▸ Problem statement
Though the entries hold pictures, only their text should be duplicated, exactly and in full.

▸ Given data
============================================================

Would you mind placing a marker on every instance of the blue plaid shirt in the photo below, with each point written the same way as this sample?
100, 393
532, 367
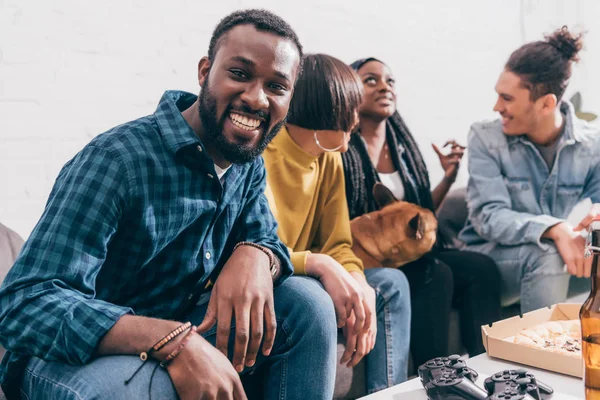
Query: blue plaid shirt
135, 223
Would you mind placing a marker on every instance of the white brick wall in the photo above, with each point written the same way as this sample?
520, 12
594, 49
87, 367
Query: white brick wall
71, 69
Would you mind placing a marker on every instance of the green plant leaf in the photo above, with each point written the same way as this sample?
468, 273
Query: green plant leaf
576, 101
586, 116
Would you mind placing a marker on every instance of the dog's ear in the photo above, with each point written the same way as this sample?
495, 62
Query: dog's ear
383, 195
417, 227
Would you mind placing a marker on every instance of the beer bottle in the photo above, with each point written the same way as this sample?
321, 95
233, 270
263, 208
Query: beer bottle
590, 319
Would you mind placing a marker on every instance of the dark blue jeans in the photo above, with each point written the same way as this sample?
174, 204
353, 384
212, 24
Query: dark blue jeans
387, 363
301, 365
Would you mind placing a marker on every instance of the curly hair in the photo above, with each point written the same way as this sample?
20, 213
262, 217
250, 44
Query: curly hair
545, 66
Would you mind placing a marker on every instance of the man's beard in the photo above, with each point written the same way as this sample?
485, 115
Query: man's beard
232, 152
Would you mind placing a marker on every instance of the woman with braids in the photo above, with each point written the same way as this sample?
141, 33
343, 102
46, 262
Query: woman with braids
383, 150
305, 189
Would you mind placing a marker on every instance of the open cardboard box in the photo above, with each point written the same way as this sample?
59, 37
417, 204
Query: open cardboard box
496, 347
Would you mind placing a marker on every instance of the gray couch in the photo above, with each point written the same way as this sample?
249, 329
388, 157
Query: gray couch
10, 245
350, 384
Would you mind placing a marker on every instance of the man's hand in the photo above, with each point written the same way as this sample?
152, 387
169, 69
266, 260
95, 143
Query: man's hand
571, 247
359, 345
450, 162
346, 293
589, 218
244, 290
200, 371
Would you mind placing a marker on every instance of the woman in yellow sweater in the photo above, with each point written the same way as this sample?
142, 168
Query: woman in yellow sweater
306, 192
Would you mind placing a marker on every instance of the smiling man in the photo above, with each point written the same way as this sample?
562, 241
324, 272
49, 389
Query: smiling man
153, 266
527, 172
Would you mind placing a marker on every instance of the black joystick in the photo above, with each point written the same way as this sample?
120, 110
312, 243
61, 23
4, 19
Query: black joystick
452, 387
450, 378
516, 384
441, 365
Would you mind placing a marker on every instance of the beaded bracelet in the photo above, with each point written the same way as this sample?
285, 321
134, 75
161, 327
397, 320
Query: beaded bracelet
166, 339
179, 348
273, 260
159, 345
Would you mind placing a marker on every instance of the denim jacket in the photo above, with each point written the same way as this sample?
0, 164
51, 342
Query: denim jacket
512, 195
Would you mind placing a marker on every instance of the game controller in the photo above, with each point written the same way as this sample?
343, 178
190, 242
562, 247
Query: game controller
450, 378
516, 382
441, 365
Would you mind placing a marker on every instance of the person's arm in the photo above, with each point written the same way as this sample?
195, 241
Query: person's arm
441, 190
490, 206
591, 186
333, 233
256, 223
48, 307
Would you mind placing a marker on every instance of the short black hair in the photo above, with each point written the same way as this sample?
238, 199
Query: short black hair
545, 66
327, 95
262, 20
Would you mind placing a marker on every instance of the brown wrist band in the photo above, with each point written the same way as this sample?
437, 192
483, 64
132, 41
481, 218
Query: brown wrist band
179, 348
159, 345
273, 260
166, 339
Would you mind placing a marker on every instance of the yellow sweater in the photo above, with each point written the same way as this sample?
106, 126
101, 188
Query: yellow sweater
308, 199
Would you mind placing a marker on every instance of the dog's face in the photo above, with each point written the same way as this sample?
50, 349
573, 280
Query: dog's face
396, 234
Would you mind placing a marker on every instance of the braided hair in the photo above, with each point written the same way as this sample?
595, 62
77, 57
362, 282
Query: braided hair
361, 175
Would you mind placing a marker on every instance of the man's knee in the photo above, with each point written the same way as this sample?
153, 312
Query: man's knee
104, 377
302, 304
391, 284
540, 261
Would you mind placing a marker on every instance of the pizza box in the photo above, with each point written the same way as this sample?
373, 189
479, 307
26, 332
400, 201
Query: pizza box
495, 346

============================================================

▸ Solution to this task
Would you mind placing a marker on every instance of the blue plaid shirt in the photo below, with each point written the same way as this sample?
100, 393
532, 367
Query: blue plaid shirt
135, 223
Would you mind placing a marker on every instance of the white brick wall in the photo above, with each point written the same way as this sample?
520, 12
594, 49
87, 367
Query: white brick wall
71, 69
Would you mind placing a marker on every instance of the green plant leaf in the photo above, with each point written the same way as this sample?
468, 273
Query: green plant leaf
576, 101
586, 116
Would you mind placing a marker on every instance of the dog's ear in the photo above, with each point written the same way as this sample?
495, 62
Query: dog's ear
383, 195
417, 227
Would you mind placing a marker on every instance of the beer bottle in the photo above, with each point written the same way as this sample?
321, 95
233, 270
263, 208
Query: beer bottle
590, 319
Would you mind placing a marker on every instance of the dark blue jeans in the photo above, with each point written the same way as this sample?
174, 204
353, 384
212, 24
Query: dark blue jeans
387, 363
301, 365
Would you mind placing a marker on every instance of the curly hair in the photo above, with each point written the same way as this sample?
20, 213
262, 217
250, 44
Query: curly hair
545, 66
Would you mind placing a marker on every instance of the man's beard in the photo above, with each point written the same way as this sample?
485, 115
Query: man's beard
232, 152
Would you mind placing a marker on every instance of the woman with braids in the photo above, with each point written the same way as this sample?
141, 33
343, 102
46, 262
Query: woman with braids
383, 150
305, 189
Would you mind placing a marker on every instance of the open cardboard box in the photo above, with each point written the same way as this sample?
59, 37
417, 204
Query: open cardboard box
496, 347
Would you mind placing a marker on every instance of the gray couch in the photo above, with each point written the same way as this sample?
249, 329
388, 157
Query: gray couch
10, 245
350, 384
Would you mind placing a marker on every instance of the man's hand in the photo above, with each point written the same way as this sample?
152, 387
169, 69
266, 260
95, 143
Query: man's hand
571, 247
359, 345
450, 162
346, 293
589, 218
244, 290
200, 371
Would you mind placing a marker on every instance of the woman in yellow sweater in the photo above, with each point written the same way as this sample?
142, 168
Query: woman in yellow sweater
306, 192
Would you mind placing a marker on every instance of the smiling man in the photo above, with each point written the same way as this sample?
562, 241
324, 272
49, 389
Query: smiling man
153, 266
527, 172
Would you mind placing a marker on every instance of the black joystick in the photo above, with each point written the same way as this sample?
120, 110
312, 243
61, 23
4, 19
Query: black joystick
452, 387
450, 378
516, 384
441, 365
Would you mind placing a marker on every instance of the beaded bracelet in the photo above, with each point written the same way as this sample?
285, 321
134, 75
161, 327
397, 320
Query: beaded bracelet
166, 339
179, 348
273, 260
159, 345
Would you mind placing a marker on every instance of the denim jacket in the photo above, with each point written the same way as this sample?
0, 164
51, 342
Query: denim jacket
512, 195
Would you mind placing a marker on every instance of the game controller in the photo above, with each point written the same way as this sample?
343, 178
190, 242
562, 247
Query: game controller
450, 378
516, 382
441, 365
Would you mind placing a marker on every instance of the person's arm in the photo above, with each point written the same way as this sample?
195, 241
Query: person's arm
441, 190
490, 206
591, 186
333, 233
256, 223
48, 307
Would you mind placing a marker on every instance of the short black hair in the photo above, with each point written the same way as this sample?
238, 199
Query: short black hair
545, 66
327, 95
262, 20
Would you mind placing a marker on every instance of the brown wrist band in the photo above, with each point written the same way as this sample?
437, 192
483, 64
132, 41
481, 218
Query: brown wrist band
179, 348
159, 345
273, 260
166, 339
Would you mind placing a marker on every instance of the yellow sweater in the photo above, with each point written the same way as this sample?
106, 126
101, 188
Query: yellow sweater
308, 199
Would you mind placing a marker on every instance of the dog's face in the photo above, with each point written the same way as this sample?
50, 349
573, 280
Query: dog's face
396, 234
Would you mind placing a marker on every instance of the braided hair in the photo above, with each point written the same way as this sample?
595, 62
77, 57
362, 282
Query: braided hair
361, 175
Would you mind placing a marker on every instance of the man's knee in the photo above, with each point written the same way as this sample?
153, 312
Query: man's knee
104, 377
302, 304
391, 284
540, 261
Would you mind placing a marker on every instance of the pizza box in the photo above, with each point written the same way as this sample?
373, 189
479, 307
26, 332
400, 201
Query: pizza box
495, 346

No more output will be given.